* **Stated exercise**:
Copy out, exactly as given, every line from the line with "Where can the boy's face" to the end of the listing, both of those lines included.

---------- Entries

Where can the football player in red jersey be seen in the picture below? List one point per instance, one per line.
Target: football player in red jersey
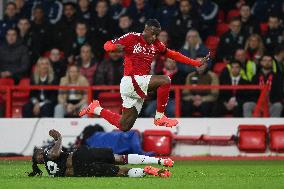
(139, 52)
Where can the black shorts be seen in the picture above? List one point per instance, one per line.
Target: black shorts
(88, 162)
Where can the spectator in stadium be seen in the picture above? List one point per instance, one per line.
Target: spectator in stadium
(102, 28)
(186, 20)
(166, 12)
(273, 37)
(71, 101)
(42, 102)
(84, 10)
(80, 38)
(231, 101)
(110, 70)
(250, 24)
(42, 28)
(177, 78)
(140, 11)
(192, 48)
(254, 48)
(125, 25)
(14, 57)
(196, 101)
(58, 64)
(116, 9)
(87, 63)
(275, 95)
(64, 29)
(230, 41)
(159, 62)
(208, 11)
(29, 38)
(9, 20)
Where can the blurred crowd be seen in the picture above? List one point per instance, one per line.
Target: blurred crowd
(56, 42)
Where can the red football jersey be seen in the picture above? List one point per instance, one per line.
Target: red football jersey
(138, 53)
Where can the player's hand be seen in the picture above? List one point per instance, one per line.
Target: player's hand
(54, 134)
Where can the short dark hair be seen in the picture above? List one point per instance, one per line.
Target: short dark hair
(153, 23)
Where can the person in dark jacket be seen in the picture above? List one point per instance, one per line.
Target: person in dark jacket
(231, 101)
(42, 101)
(14, 57)
(266, 76)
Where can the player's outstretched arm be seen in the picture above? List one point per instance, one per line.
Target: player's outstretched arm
(109, 46)
(181, 58)
(54, 152)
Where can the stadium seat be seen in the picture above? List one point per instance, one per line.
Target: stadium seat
(158, 141)
(252, 138)
(232, 13)
(221, 29)
(212, 44)
(218, 67)
(218, 140)
(263, 28)
(276, 138)
(111, 101)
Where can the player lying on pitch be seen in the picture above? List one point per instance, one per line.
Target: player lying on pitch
(89, 162)
(139, 52)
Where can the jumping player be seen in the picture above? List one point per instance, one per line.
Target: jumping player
(88, 162)
(140, 50)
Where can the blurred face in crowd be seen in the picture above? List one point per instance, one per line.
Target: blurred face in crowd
(54, 55)
(236, 69)
(240, 55)
(235, 26)
(69, 11)
(101, 8)
(185, 7)
(38, 14)
(84, 4)
(245, 11)
(192, 38)
(115, 55)
(81, 30)
(266, 62)
(163, 37)
(170, 2)
(11, 37)
(170, 64)
(124, 22)
(86, 53)
(24, 25)
(73, 73)
(11, 10)
(273, 22)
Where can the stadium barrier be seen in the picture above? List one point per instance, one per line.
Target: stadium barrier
(259, 111)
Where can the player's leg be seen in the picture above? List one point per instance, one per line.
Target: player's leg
(161, 84)
(136, 159)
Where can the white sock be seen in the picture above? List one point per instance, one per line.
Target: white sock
(159, 115)
(136, 172)
(98, 110)
(141, 159)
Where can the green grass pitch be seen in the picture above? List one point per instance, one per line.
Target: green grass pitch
(185, 174)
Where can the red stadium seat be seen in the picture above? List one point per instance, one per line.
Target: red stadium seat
(218, 67)
(252, 138)
(232, 13)
(276, 138)
(221, 28)
(158, 141)
(263, 28)
(212, 44)
(111, 101)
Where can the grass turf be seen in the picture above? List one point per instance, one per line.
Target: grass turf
(185, 174)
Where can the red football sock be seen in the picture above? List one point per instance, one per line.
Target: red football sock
(162, 97)
(112, 118)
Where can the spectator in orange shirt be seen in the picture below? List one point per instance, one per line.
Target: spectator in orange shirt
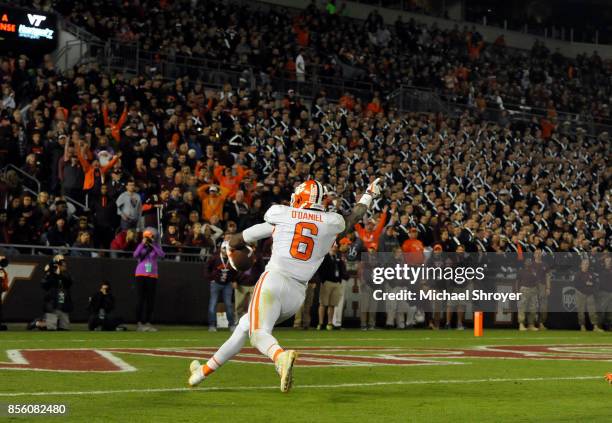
(374, 106)
(413, 247)
(347, 102)
(370, 234)
(548, 127)
(94, 172)
(112, 122)
(213, 201)
(224, 176)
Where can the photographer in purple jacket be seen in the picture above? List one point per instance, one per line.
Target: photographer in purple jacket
(147, 253)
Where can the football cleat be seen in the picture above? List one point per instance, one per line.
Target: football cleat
(195, 368)
(284, 367)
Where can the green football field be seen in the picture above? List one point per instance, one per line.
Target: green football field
(341, 376)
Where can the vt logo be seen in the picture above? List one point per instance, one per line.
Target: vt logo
(36, 20)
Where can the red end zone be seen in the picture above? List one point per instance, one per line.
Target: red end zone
(106, 360)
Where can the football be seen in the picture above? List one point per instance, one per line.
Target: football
(241, 259)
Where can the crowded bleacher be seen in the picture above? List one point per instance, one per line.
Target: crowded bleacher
(115, 153)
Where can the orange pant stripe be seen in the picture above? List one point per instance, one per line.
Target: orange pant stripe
(256, 303)
(254, 307)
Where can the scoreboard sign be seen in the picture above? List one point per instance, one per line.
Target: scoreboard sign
(27, 26)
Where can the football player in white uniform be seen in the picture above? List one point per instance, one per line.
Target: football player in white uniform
(302, 235)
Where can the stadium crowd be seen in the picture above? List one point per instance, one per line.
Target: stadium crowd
(272, 42)
(200, 164)
(212, 161)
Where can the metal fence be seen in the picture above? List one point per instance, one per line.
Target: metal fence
(131, 59)
(190, 254)
(418, 99)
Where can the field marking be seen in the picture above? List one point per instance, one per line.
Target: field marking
(116, 361)
(16, 357)
(335, 386)
(204, 338)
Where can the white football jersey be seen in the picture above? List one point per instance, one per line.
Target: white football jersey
(301, 239)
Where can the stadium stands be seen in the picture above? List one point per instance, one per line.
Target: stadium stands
(201, 158)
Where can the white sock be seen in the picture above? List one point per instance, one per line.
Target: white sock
(265, 343)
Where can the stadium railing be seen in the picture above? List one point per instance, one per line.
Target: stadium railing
(408, 98)
(171, 253)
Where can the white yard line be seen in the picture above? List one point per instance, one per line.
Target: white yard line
(116, 361)
(299, 387)
(321, 339)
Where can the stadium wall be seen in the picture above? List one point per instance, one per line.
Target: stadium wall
(513, 38)
(182, 291)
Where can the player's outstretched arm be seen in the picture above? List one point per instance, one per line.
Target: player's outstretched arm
(362, 206)
(251, 235)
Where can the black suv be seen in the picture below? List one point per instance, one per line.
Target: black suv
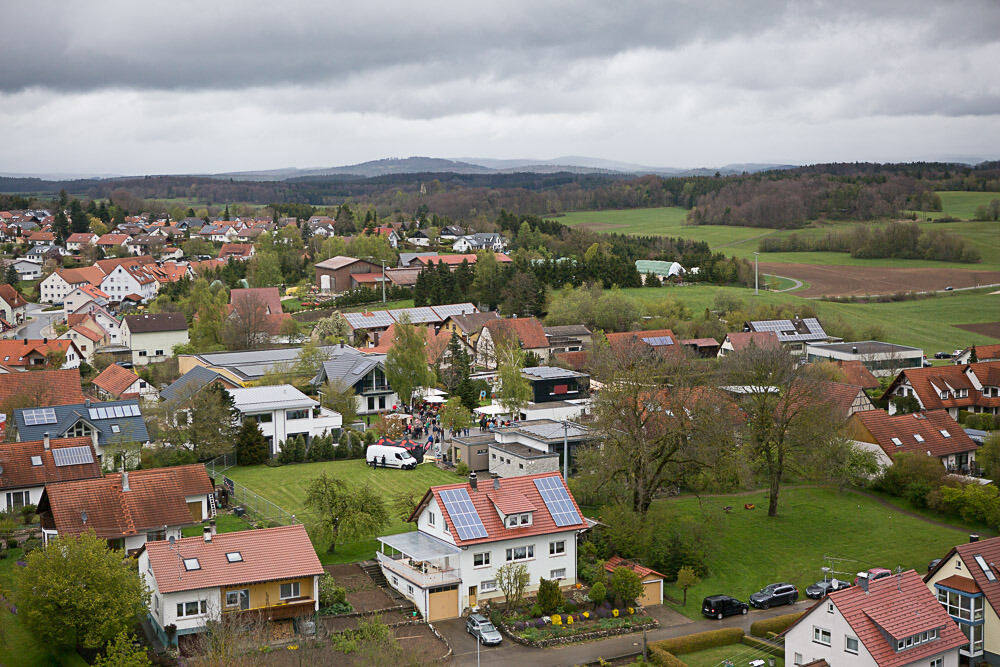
(774, 594)
(718, 606)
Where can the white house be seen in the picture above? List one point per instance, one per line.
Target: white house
(283, 412)
(465, 532)
(892, 622)
(273, 572)
(152, 336)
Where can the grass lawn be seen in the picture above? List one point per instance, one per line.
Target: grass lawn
(925, 323)
(17, 645)
(286, 487)
(738, 654)
(752, 550)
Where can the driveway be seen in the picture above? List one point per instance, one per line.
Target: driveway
(672, 624)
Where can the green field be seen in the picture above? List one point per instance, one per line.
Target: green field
(286, 487)
(751, 550)
(925, 323)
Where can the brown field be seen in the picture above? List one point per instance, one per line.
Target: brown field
(862, 280)
(991, 329)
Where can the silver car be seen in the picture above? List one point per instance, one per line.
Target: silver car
(480, 627)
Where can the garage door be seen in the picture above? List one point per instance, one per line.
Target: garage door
(442, 603)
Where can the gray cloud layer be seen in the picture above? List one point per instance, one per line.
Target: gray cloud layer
(104, 86)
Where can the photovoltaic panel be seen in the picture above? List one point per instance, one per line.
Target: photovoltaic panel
(72, 456)
(557, 499)
(463, 514)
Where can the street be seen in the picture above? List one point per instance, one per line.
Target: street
(672, 624)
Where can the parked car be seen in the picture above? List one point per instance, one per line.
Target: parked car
(874, 574)
(480, 627)
(823, 588)
(774, 594)
(720, 606)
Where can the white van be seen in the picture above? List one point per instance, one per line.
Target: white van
(386, 456)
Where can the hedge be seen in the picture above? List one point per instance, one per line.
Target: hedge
(761, 645)
(700, 641)
(664, 658)
(777, 624)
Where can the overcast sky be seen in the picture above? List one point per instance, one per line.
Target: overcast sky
(209, 86)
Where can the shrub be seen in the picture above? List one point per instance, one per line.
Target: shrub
(701, 640)
(777, 625)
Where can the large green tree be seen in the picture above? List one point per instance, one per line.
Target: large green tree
(79, 593)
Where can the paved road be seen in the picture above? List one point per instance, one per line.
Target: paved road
(672, 624)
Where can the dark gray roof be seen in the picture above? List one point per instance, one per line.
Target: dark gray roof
(126, 424)
(191, 383)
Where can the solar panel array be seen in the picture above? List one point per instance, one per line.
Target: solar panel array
(463, 514)
(556, 498)
(72, 456)
(658, 341)
(115, 411)
(37, 416)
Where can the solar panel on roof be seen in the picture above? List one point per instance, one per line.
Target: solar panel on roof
(557, 499)
(463, 514)
(72, 456)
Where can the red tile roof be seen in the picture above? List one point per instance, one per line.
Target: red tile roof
(528, 330)
(644, 572)
(115, 380)
(41, 388)
(270, 554)
(542, 522)
(17, 471)
(906, 428)
(901, 606)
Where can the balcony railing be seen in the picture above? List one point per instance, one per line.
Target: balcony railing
(424, 575)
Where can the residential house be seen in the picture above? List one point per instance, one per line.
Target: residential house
(27, 467)
(467, 531)
(25, 353)
(472, 243)
(933, 433)
(891, 622)
(153, 336)
(284, 412)
(111, 423)
(364, 373)
(55, 287)
(793, 334)
(527, 331)
(967, 584)
(740, 340)
(973, 387)
(117, 382)
(271, 573)
(334, 274)
(13, 306)
(881, 359)
(129, 508)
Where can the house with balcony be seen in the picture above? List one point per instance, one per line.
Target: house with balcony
(967, 584)
(283, 412)
(271, 573)
(465, 532)
(891, 622)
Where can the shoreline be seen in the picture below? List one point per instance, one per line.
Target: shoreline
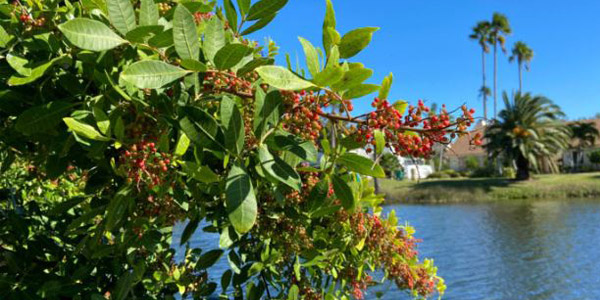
(469, 190)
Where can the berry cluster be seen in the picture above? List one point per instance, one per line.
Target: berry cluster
(217, 82)
(393, 249)
(26, 18)
(199, 17)
(302, 114)
(413, 134)
(144, 164)
(164, 7)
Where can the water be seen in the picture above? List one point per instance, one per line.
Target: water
(507, 250)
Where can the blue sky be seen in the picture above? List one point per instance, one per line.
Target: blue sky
(425, 45)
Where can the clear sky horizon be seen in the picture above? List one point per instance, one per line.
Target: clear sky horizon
(425, 45)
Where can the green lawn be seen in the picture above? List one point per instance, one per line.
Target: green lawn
(583, 185)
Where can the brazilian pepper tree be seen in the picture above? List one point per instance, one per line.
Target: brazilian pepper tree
(121, 118)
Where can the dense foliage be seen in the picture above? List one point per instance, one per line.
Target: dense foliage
(119, 119)
(529, 131)
(389, 162)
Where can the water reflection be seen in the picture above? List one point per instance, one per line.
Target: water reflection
(512, 250)
(529, 250)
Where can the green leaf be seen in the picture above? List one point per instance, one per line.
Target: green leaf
(259, 24)
(90, 34)
(84, 130)
(343, 192)
(117, 208)
(119, 129)
(200, 127)
(287, 142)
(5, 37)
(329, 76)
(294, 293)
(278, 169)
(200, 173)
(267, 110)
(244, 6)
(148, 13)
(386, 85)
(360, 90)
(214, 38)
(401, 106)
(152, 74)
(189, 230)
(143, 34)
(162, 40)
(379, 141)
(328, 26)
(355, 75)
(253, 64)
(233, 124)
(231, 14)
(124, 286)
(185, 36)
(282, 78)
(230, 55)
(182, 144)
(193, 65)
(36, 73)
(333, 72)
(209, 258)
(226, 279)
(356, 40)
(312, 57)
(318, 195)
(19, 64)
(121, 15)
(265, 8)
(102, 121)
(240, 199)
(42, 118)
(360, 164)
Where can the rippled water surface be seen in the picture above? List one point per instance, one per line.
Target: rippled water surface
(524, 250)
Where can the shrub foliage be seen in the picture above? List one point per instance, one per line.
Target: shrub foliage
(120, 118)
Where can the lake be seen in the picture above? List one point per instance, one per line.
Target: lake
(505, 250)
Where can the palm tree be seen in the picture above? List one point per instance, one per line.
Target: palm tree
(528, 131)
(481, 34)
(484, 92)
(499, 28)
(586, 135)
(523, 54)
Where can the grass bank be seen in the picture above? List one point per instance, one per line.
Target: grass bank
(583, 185)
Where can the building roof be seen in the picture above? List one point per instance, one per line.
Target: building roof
(596, 123)
(463, 147)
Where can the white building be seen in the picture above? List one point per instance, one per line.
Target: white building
(414, 168)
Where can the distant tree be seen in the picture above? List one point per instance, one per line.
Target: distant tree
(472, 163)
(528, 130)
(499, 29)
(523, 55)
(389, 162)
(481, 34)
(595, 157)
(585, 133)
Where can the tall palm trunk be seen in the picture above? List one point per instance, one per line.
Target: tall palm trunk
(495, 76)
(484, 91)
(522, 168)
(375, 179)
(520, 76)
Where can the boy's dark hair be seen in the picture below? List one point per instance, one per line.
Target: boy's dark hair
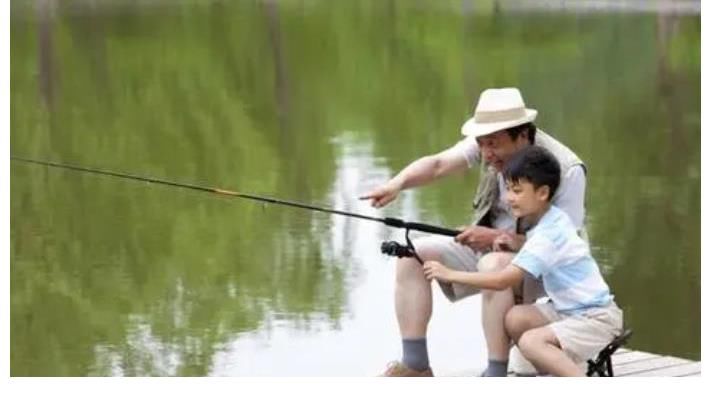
(537, 166)
(530, 128)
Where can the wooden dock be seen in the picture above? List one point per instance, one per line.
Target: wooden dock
(627, 362)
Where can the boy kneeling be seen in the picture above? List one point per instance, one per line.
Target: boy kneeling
(581, 316)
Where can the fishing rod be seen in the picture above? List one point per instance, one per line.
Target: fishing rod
(389, 247)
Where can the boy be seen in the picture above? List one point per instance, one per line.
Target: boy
(581, 316)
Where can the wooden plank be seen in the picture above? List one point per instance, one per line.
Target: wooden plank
(684, 369)
(647, 365)
(630, 357)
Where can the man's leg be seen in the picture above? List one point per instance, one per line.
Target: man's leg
(495, 305)
(413, 298)
(542, 348)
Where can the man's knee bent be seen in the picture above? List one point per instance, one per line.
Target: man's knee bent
(494, 261)
(529, 342)
(515, 323)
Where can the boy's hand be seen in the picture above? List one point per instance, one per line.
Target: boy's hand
(503, 243)
(507, 242)
(435, 270)
(477, 237)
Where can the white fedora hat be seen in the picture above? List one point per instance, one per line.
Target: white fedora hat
(498, 109)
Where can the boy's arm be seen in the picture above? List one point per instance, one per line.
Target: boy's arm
(508, 277)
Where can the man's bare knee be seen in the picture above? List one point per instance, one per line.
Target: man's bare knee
(408, 269)
(529, 342)
(515, 323)
(494, 261)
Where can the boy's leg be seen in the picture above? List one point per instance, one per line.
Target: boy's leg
(542, 347)
(494, 306)
(522, 318)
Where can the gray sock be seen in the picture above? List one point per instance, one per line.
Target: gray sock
(496, 368)
(414, 354)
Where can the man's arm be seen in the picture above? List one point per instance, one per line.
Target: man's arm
(508, 277)
(420, 172)
(571, 195)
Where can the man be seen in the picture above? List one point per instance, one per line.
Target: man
(500, 127)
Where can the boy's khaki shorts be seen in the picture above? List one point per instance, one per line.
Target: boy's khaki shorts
(583, 335)
(460, 257)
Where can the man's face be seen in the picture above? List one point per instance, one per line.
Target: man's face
(525, 199)
(497, 148)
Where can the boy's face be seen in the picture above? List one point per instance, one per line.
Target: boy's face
(525, 199)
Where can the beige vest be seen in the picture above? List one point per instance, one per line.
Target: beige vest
(487, 192)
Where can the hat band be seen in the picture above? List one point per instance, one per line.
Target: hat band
(497, 116)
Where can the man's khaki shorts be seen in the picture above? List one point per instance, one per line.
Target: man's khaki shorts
(583, 335)
(460, 257)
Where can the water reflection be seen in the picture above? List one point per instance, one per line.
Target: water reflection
(366, 337)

--------------------

* **Full response**:
Where can the boy's face be seen in the picture above? List one point per instance, one per line.
Target: boy's face
(525, 199)
Where can the beige vest be seen in the picture above? List one point per instance, one per line.
Target: beige vest
(487, 192)
Where can the hat band be seen in the picture above? List one point per instance, one per line.
Target: hat band
(497, 116)
Where can the man's khaki shorts be seen in the picture above? List one point per instance, one per line.
Target: man's khaki shorts
(583, 335)
(460, 257)
Where can the water reflection be seen in the picture above? List one point per instance, one per line.
Target: water reflection
(366, 337)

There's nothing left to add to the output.